▸ GIVEN INSTRUCTION
Beginning with the line that holds "Could you please indicate the glass", set down each line of the data below through the very last, exactly as given, and nothing beyond that.

▸ LISTED RECORDS
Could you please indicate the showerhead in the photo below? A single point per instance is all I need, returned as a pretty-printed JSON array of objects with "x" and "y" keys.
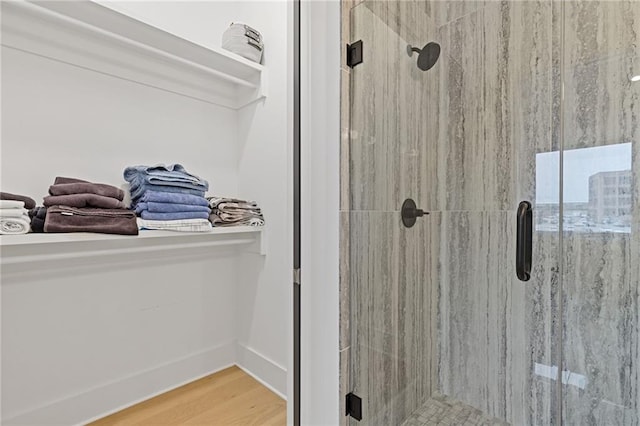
[{"x": 427, "y": 56}]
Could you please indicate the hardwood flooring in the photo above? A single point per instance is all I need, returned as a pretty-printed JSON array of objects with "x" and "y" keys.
[{"x": 229, "y": 397}]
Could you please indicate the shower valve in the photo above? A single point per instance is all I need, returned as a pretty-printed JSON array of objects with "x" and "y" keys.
[{"x": 410, "y": 212}]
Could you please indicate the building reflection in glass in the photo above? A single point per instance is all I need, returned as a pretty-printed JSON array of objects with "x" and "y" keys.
[{"x": 597, "y": 190}]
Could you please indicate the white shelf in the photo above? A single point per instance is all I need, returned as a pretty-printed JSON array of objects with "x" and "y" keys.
[
  {"x": 36, "y": 248},
  {"x": 94, "y": 37}
]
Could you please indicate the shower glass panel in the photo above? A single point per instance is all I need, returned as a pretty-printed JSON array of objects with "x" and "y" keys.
[
  {"x": 601, "y": 213},
  {"x": 441, "y": 328}
]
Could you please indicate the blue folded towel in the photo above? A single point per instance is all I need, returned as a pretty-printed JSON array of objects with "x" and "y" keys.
[
  {"x": 174, "y": 197},
  {"x": 138, "y": 193},
  {"x": 173, "y": 216},
  {"x": 161, "y": 178},
  {"x": 170, "y": 208}
]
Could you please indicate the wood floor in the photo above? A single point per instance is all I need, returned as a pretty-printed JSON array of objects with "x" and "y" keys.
[{"x": 229, "y": 397}]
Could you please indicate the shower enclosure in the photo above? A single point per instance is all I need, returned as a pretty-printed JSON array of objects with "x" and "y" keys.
[{"x": 526, "y": 101}]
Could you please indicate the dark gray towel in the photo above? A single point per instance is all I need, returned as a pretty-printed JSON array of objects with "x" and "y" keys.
[
  {"x": 38, "y": 216},
  {"x": 84, "y": 200},
  {"x": 86, "y": 188},
  {"x": 29, "y": 202},
  {"x": 104, "y": 221}
]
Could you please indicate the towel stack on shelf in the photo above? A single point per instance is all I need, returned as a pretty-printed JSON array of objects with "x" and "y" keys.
[
  {"x": 243, "y": 40},
  {"x": 234, "y": 212},
  {"x": 169, "y": 198},
  {"x": 14, "y": 218},
  {"x": 76, "y": 205}
]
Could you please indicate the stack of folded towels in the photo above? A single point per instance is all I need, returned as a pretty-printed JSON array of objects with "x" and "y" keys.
[
  {"x": 243, "y": 40},
  {"x": 168, "y": 198},
  {"x": 234, "y": 212},
  {"x": 76, "y": 205},
  {"x": 14, "y": 216}
]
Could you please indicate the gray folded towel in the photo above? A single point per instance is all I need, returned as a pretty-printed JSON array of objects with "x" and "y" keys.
[
  {"x": 105, "y": 221},
  {"x": 84, "y": 200}
]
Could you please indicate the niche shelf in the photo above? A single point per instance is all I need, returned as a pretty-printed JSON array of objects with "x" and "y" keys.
[
  {"x": 38, "y": 248},
  {"x": 94, "y": 37}
]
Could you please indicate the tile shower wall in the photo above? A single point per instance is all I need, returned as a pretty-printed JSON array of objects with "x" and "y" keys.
[
  {"x": 496, "y": 92},
  {"x": 392, "y": 270},
  {"x": 451, "y": 138},
  {"x": 437, "y": 308}
]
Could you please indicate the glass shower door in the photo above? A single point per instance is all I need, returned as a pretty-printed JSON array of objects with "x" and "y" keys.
[
  {"x": 601, "y": 213},
  {"x": 441, "y": 328}
]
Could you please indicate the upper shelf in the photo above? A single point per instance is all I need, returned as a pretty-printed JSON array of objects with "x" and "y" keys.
[{"x": 94, "y": 37}]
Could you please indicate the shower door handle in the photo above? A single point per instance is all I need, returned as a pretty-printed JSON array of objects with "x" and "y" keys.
[{"x": 524, "y": 241}]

▸ EXERCISE RESULT
Could you please indicate the glass shower door in the photo above? A single point per instance is all I need, returned as a pretty-printed JSON array of objects with "x" and "y" keys.
[
  {"x": 601, "y": 213},
  {"x": 441, "y": 328}
]
Could you please indicate the upper shelf in the photo above? A single point per instance is all I need, returned as a pretty-printed JSON array of objects with "x" and "y" keys.
[{"x": 94, "y": 37}]
Could you please indicate the shower door handle in the photo above? A single point per instance is all I need, returned as a pretty-printed JSON array of objects with "x" and "y" keys.
[{"x": 524, "y": 241}]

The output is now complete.